**Exercise brief:** Rewrite the rows below, from the line with "of the grass" to the line with "<point>148,113</point>", as a Markdown table with two columns, Number and Line. Leave out any blank lines.

(Entries drawn from a collection)
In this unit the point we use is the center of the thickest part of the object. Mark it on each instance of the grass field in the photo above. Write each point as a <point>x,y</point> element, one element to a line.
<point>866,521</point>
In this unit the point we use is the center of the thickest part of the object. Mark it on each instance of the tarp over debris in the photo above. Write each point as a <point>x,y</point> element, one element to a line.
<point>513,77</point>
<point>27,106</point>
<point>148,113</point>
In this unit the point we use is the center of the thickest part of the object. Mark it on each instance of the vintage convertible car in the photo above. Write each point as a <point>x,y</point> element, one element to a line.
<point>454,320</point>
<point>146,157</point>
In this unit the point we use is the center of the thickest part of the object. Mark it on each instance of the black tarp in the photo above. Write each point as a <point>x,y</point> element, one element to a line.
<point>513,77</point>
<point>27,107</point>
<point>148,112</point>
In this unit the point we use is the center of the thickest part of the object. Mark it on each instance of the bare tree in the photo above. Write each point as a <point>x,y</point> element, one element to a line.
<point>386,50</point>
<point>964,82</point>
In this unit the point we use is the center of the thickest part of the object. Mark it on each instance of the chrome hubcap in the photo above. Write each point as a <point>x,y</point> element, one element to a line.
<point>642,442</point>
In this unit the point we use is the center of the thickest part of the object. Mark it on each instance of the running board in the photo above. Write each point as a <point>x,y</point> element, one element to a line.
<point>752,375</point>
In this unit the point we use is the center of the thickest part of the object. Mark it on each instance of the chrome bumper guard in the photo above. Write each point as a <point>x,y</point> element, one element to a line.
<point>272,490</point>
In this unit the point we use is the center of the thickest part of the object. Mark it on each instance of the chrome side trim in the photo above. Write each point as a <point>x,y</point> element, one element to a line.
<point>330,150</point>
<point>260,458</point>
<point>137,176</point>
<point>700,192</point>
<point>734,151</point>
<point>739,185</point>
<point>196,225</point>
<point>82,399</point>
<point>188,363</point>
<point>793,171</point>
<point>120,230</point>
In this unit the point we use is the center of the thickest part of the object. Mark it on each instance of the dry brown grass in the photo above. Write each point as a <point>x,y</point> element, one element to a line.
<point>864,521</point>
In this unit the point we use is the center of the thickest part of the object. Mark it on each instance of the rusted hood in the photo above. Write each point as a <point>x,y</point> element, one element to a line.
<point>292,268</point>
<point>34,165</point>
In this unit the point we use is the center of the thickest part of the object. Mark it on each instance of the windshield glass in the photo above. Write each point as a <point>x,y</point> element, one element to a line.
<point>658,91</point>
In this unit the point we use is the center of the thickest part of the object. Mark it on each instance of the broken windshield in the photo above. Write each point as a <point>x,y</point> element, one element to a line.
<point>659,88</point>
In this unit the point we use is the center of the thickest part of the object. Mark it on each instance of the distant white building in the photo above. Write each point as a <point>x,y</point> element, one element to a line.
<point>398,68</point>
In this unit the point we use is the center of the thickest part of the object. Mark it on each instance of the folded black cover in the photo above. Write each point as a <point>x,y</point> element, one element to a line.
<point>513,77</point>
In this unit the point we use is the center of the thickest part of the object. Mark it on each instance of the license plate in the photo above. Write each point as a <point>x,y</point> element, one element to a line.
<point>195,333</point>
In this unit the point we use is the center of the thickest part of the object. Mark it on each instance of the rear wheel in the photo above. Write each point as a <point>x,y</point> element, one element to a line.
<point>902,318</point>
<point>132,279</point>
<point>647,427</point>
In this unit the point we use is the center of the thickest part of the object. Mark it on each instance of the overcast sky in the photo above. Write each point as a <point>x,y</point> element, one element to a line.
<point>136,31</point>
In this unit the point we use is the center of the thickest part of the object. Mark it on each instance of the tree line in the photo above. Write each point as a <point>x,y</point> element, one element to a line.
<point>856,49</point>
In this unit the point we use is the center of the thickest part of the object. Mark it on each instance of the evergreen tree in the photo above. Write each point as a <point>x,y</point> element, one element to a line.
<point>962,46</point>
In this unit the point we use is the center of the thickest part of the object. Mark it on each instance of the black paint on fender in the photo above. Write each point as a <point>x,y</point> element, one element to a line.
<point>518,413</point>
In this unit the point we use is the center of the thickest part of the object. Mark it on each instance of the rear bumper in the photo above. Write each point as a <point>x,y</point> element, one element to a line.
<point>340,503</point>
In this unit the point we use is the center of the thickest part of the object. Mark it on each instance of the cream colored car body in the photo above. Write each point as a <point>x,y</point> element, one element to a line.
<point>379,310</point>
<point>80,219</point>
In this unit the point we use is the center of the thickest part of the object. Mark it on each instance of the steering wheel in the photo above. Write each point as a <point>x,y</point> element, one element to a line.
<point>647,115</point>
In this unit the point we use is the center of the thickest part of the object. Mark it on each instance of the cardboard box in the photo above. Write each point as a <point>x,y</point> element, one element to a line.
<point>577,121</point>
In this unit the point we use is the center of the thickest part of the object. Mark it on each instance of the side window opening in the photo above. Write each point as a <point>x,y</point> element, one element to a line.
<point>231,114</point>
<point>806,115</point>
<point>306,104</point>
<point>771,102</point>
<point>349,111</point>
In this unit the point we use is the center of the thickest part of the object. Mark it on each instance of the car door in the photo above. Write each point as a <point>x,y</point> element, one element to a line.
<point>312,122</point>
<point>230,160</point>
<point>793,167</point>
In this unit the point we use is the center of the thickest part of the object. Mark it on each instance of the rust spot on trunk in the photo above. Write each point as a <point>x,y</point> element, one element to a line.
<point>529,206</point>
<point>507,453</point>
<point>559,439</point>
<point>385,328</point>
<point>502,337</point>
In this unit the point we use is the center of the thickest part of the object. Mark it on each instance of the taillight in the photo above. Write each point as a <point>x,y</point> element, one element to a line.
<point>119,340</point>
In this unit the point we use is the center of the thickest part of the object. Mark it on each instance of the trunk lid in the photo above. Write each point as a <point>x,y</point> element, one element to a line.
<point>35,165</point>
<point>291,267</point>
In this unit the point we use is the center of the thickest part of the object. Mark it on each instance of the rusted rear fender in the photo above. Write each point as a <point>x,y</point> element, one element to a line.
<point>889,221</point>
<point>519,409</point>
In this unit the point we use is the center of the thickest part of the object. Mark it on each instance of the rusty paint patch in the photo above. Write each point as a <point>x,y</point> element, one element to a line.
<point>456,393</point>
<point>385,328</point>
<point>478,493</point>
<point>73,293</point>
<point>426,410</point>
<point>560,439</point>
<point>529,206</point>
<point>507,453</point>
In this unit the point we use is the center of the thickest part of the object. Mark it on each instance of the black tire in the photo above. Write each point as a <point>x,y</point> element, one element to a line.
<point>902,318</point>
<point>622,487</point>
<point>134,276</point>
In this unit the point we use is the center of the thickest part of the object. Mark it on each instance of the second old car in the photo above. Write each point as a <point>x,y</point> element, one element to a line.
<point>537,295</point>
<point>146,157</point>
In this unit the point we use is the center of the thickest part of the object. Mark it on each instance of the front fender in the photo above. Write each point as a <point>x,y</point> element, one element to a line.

--

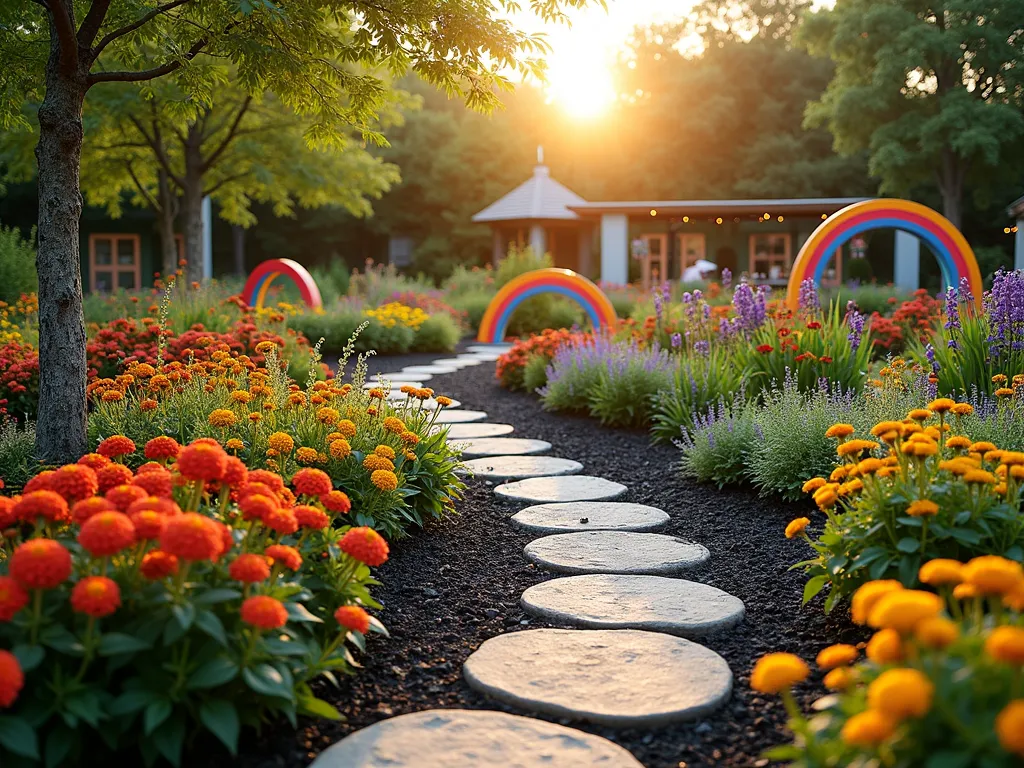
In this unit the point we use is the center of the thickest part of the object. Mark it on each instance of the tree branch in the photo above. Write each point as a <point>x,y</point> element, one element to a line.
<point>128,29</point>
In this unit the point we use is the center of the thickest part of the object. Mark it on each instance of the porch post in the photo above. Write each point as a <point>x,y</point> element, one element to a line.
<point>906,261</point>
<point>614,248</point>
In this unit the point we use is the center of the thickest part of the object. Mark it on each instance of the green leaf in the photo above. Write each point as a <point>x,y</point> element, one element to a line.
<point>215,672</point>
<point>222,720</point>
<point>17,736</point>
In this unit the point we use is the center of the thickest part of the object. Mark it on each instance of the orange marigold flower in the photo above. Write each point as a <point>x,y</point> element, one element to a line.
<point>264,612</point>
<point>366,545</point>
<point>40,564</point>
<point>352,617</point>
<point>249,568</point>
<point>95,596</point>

---

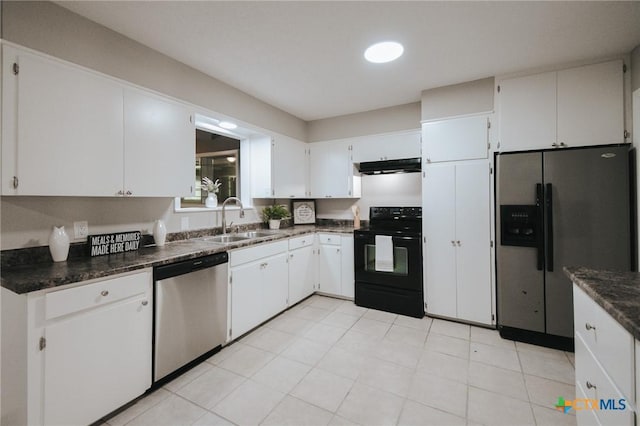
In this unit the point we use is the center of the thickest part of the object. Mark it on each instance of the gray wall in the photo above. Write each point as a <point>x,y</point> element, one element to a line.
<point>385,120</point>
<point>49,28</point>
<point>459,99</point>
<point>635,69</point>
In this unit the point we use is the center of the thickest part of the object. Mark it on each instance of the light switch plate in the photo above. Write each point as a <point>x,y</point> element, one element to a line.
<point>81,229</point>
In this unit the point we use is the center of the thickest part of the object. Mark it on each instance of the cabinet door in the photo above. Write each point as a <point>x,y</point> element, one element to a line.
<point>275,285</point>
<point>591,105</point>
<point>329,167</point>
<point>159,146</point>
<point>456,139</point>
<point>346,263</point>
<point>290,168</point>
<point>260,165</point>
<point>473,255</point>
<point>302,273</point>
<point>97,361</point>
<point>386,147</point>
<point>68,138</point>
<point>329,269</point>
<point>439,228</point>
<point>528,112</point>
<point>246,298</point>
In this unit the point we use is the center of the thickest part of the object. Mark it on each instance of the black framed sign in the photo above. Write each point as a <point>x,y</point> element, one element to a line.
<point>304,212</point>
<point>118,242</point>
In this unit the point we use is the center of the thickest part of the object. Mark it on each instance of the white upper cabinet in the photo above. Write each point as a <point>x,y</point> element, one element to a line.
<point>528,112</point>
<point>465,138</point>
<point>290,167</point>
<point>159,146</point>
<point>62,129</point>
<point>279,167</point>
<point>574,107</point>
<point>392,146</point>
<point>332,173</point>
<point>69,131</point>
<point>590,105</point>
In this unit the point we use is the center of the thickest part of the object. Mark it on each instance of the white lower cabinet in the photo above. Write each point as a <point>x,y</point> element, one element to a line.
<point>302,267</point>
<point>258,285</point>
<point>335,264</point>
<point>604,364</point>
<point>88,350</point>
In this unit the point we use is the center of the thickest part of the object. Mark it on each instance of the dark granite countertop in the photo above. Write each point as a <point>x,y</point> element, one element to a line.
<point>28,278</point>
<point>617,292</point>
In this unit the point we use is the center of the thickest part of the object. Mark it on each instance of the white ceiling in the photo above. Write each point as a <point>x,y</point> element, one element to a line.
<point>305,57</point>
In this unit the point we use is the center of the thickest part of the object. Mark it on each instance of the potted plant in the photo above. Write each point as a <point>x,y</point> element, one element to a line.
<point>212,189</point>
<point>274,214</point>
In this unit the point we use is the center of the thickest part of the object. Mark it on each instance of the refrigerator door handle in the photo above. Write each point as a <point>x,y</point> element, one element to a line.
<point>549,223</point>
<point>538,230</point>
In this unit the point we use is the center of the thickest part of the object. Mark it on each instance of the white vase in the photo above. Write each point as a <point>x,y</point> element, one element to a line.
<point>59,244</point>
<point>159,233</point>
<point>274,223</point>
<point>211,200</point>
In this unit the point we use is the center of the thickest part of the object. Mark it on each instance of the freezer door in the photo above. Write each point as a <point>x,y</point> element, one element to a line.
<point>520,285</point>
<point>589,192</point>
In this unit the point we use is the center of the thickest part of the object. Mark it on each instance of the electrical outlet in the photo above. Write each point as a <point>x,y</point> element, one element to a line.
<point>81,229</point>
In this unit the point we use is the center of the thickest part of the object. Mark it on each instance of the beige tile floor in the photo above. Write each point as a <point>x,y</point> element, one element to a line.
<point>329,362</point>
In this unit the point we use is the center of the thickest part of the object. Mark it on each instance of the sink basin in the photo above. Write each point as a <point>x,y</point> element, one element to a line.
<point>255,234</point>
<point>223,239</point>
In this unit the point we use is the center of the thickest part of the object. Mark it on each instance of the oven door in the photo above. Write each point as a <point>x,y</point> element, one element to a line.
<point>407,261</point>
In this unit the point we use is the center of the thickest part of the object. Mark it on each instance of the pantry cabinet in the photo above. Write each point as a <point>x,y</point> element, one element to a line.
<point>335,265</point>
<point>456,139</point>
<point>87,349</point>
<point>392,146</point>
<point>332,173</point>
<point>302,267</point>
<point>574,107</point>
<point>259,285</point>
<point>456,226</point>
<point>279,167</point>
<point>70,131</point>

**Task answer:**
| Number | Line |
|---|---|
| 1 | In this unit the point we use is the center of the thickest part of the object. Mark it on each instance of the grass field in the photo above. Write each point as a <point>x,y</point> element, one element to a line. |
| 2 | <point>866,521</point> |
| 3 | In this unit the point we use is the center of the thickest part of the object. Mark it on each instance of the tarp over debris in the photo above. Write each point as a <point>x,y</point> element, one element to a line. |
| 4 | <point>513,77</point> |
| 5 | <point>27,106</point> |
| 6 | <point>148,113</point> |